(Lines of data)
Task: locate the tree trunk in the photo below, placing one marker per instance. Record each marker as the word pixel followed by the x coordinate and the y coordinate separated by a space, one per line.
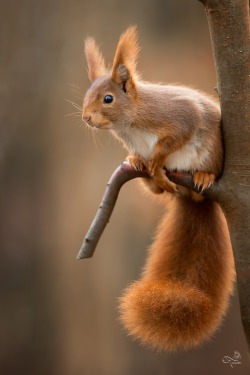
pixel 230 35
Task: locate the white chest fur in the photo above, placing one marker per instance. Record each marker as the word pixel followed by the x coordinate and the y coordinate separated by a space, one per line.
pixel 138 141
pixel 190 157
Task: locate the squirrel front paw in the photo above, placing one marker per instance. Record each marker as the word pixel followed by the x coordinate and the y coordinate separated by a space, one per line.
pixel 159 177
pixel 203 180
pixel 136 162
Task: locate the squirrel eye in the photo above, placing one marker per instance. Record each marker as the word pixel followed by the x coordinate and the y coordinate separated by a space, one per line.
pixel 108 99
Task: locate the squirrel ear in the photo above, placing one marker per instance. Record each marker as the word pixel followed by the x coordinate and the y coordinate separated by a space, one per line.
pixel 95 61
pixel 124 65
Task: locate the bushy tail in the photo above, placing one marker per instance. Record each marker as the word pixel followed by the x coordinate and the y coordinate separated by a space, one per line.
pixel 183 294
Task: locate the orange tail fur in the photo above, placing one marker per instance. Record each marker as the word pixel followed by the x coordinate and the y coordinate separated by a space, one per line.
pixel 186 284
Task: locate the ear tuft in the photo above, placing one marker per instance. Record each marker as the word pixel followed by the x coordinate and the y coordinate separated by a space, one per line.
pixel 124 65
pixel 95 61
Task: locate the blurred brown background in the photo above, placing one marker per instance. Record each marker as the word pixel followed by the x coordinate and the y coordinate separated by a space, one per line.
pixel 59 315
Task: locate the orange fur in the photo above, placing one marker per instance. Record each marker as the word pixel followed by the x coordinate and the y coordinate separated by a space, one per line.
pixel 95 61
pixel 184 290
pixel 183 294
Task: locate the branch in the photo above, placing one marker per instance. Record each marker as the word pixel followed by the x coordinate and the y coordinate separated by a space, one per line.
pixel 122 174
pixel 230 35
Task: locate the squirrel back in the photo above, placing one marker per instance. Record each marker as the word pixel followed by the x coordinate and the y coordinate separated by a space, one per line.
pixel 184 290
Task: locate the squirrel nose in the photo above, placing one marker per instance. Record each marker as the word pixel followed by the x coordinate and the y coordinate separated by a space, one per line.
pixel 86 119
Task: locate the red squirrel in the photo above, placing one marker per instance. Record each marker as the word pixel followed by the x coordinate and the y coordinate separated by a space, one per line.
pixel 185 286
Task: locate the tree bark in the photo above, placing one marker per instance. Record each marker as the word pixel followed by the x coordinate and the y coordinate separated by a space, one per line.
pixel 230 35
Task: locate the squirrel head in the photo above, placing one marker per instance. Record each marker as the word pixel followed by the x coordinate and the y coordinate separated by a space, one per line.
pixel 109 102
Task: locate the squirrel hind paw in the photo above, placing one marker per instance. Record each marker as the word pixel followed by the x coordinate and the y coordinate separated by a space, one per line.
pixel 203 180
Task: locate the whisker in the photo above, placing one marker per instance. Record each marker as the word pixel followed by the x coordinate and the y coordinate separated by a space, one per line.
pixel 79 113
pixel 74 104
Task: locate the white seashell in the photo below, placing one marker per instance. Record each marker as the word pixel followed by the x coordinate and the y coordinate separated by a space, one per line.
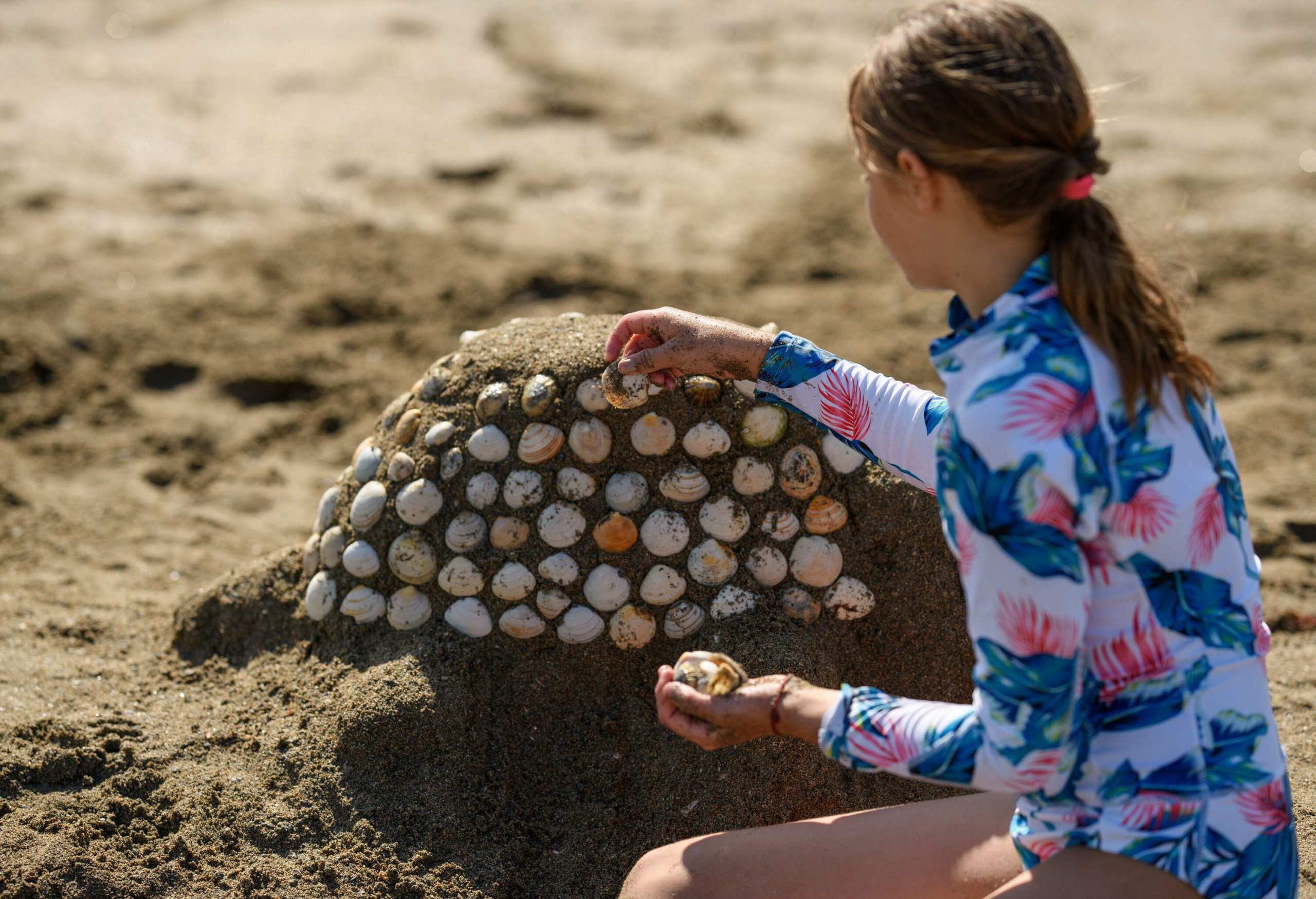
pixel 842 456
pixel 363 604
pixel 711 564
pixel 469 618
pixel 522 621
pixel 411 559
pixel 731 600
pixel 561 524
pixel 513 582
pixel 523 489
pixel 665 532
pixel 320 594
pixel 360 559
pixel 419 502
pixel 606 589
pixel 408 609
pixel 576 485
pixel 652 435
pixel 707 439
pixel 489 444
pixel 579 626
pixel 590 440
pixel 626 491
pixel 685 485
pixel 662 586
pixel 465 532
pixel 815 561
pixel 561 569
pixel 767 565
pixel 725 519
pixel 461 578
pixel 632 627
pixel 849 599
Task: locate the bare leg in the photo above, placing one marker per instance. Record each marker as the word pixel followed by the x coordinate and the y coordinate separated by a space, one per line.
pixel 941 849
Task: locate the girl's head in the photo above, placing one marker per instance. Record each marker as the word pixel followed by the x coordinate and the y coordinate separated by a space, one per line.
pixel 986 93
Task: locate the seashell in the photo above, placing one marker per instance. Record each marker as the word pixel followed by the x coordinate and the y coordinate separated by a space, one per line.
pixel 764 426
pixel 815 561
pixel 683 620
pixel 419 502
pixel 508 532
pixel 767 565
pixel 363 604
pixel 489 444
pixel 576 485
pixel 360 559
pixel 539 443
pixel 652 435
pixel 849 599
pixel 469 618
pixel 615 534
pixel 800 604
pixel 624 391
pixel 626 491
pixel 662 586
pixel 665 532
pixel 685 485
pixel 560 569
pixel 590 395
pixel 606 589
pixel 590 440
pixel 465 532
pixel 724 518
pixel 411 559
pixel 408 609
pixel 522 621
pixel 537 395
pixel 707 439
pixel 711 564
pixel 320 594
pixel 731 600
pixel 513 582
pixel 842 456
pixel 579 626
pixel 366 507
pixel 632 627
pixel 824 515
pixel 752 477
pixel 523 489
pixel 460 577
pixel 802 474
pixel 561 524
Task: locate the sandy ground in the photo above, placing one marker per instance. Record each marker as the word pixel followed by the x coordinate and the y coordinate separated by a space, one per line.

GIVEN PROBLEM:
Reproduce, without alteration, the portion of the items above that begins with the line containing "Task: locate the bushy" and ends with the line containing "pixel 186 284", including both of those lines.

RESPONSE TO THE EXERCISE:
Task: locate the bushy tail in the photo above, placing one marker per instance. Record each marker as the word pixel followed by the x coordinate and the y coordinate separated by a space, one per line.
pixel 183 294
Task: locate the orange tail fur in the photo above, placing one marker per instance. Record each marker as the word pixel followed by the x coordinate and the y coordinate separated by a space, one per line.
pixel 186 284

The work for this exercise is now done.